THE REQUEST:
Reproduce the material below word for word, omitting the pictures.

Labeled shape records
------------------------------------

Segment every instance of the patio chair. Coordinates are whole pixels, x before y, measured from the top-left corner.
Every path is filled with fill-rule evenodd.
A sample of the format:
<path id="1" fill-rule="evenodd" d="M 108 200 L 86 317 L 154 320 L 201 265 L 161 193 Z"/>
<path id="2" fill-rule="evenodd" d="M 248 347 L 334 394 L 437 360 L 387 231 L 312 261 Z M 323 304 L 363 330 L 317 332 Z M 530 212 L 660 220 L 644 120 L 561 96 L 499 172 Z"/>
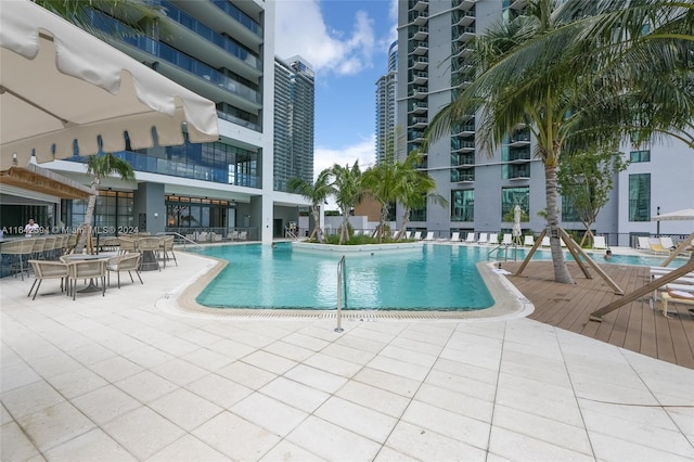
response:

------------------------------------

EXPECTED OUTPUT:
Segment every instance of the patio chair. Coordinates are whole pixels, x before y, measured from the top-left corner.
Every path is filled with fill-rule evenodd.
A sample of the format:
<path id="1" fill-rule="evenodd" d="M 108 200 L 86 317 L 154 320 L 201 265 L 161 193 Z"/>
<path id="2" fill-rule="evenodd" d="M 248 347 L 334 394 L 437 360 L 387 231 L 312 261 Z M 323 304 L 363 330 L 317 332 Z M 530 212 L 660 220 L 644 120 L 561 96 L 499 172 Z"/>
response:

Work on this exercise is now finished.